- **Task input**:
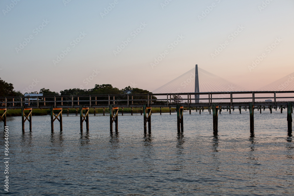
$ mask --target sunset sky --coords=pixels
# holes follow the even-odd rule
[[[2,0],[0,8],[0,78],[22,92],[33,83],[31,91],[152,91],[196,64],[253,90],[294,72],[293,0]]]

* * *

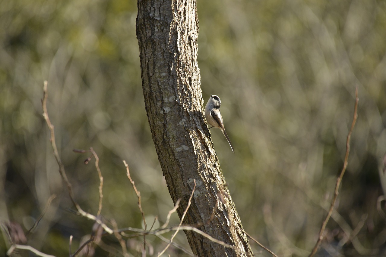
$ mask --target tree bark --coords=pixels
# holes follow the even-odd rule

- **To do**:
Locate every line in the items above that contains the string "pixels" and copy each of those lines in full.

- **Answer for the task**:
$ mask --target sunset sky --coords=pixels
$ mask --target tree bark --coords=pixels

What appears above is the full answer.